--- Exercise input ---
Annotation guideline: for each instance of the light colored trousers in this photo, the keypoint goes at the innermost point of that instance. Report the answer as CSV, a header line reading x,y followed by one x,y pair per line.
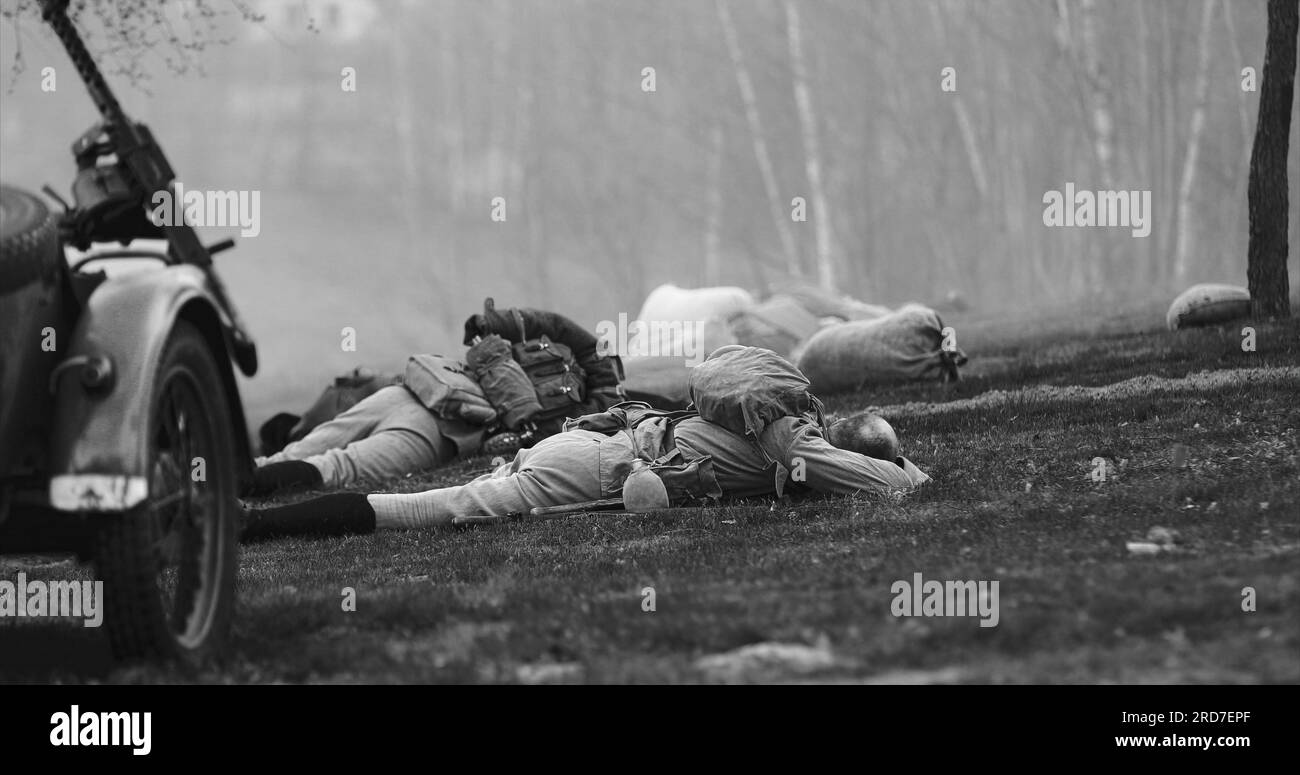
x,y
560,470
386,434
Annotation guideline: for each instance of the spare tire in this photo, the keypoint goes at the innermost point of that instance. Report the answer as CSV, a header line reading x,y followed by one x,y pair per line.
x,y
29,239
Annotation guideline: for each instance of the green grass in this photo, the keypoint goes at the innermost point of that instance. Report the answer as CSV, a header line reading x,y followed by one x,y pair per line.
x,y
1012,501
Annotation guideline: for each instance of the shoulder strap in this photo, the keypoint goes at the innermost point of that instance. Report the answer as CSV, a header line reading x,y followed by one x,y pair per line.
x,y
519,321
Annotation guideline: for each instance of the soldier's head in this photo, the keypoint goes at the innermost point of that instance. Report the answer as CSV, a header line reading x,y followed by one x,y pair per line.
x,y
867,434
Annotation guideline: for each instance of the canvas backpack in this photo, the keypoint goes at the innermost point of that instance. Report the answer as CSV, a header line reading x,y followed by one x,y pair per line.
x,y
555,375
445,389
745,389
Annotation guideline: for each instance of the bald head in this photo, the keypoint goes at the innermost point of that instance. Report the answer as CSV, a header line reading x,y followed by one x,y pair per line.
x,y
867,434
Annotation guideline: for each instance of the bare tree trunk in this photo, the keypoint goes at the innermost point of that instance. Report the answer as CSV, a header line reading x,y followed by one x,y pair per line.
x,y
1266,267
811,151
403,125
1099,94
714,208
780,215
963,120
1103,125
1182,243
1243,116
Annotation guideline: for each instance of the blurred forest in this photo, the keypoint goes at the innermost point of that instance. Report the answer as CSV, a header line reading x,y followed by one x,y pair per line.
x,y
376,203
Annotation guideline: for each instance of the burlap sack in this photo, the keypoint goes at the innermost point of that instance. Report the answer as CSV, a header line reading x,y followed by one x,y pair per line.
x,y
901,346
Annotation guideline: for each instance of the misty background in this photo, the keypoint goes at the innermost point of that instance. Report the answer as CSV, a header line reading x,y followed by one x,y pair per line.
x,y
376,204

--- Problem requirements ---
Omit every picture while transcribing the records above exactly.

--- Task response ---
Annotation guideline: for each instance of the light colored trousers in this photo, the keypoint goes at the innermost point of that instance. Report the answer as CSV, a header line reading x,y followed by one x,y pair per line.
x,y
560,470
386,434
Annotation guideline: for each instance of the spare tire in this photo, the keypoint goes at the innermost point of that instance. Report the answer as CSV, a header line reading x,y followed by one x,y pair per line.
x,y
29,239
Annotation guideline: for each instance of the green grass in this photo, the keypoint goes at the innermost point of that instance. Report the answer as CSV, a header line reading x,y followed by one x,y pair per line.
x,y
1012,501
Annotation guideline: for each instance of the shoulder strap in this photo, the keypoint goes at the innermost point of that instance. Report the answer as CSV, a header line reading x,y followed by one x,y pair per line.
x,y
519,321
Annotation guideline: for each instance of the soldier's head in this photo, the keypoint goes at the innermost point of that instance. Report the answer as CSV, a header line reading x,y followed by one x,y pair per line.
x,y
867,434
Annotation guideline: for each instance of the canvas backpack in this photo, the keypoint goes at the innermost point of that instance. Report the answer as CSV, a header line reading x,y followed by one x,y pair per line.
x,y
555,375
445,389
745,389
Annotation guideline: for each instance of the bald head in this photo, the keypoint goes at the innermost point of that instance. Report the answer as CSV, a header line reading x,y followed by one x,y pair per line.
x,y
867,434
Annotation guideline: for each instance of the bare tree trunk in this photo, the keypoint goes at the innermost point of that instance. Report the answer as CSV, a header line reading x,y followed by one x,y pair per line.
x,y
1266,267
811,151
403,125
1099,94
714,208
780,215
963,120
1103,125
1182,243
1243,116
Annotation guideline: for each instance of the blurred forest in this photo, the keypoint goes at the innermost point of that instance. Report the answer as CSV, a header line reading x,y followed by one x,y pair per line.
x,y
376,203
Annotation guideline: for each instance of the burlap sack in this photo, the keypoint goes at the innermost point of that instance. Report the answer as CSV, a header line reading x,y followed by one x,y pair per line.
x,y
901,346
Annotation guideline: for each instance of the misty background in this photo, the keypoint goes at the innermost point of that instance. Report the answer as CSV, a header line reading x,y followed by one x,y pair per line.
x,y
376,204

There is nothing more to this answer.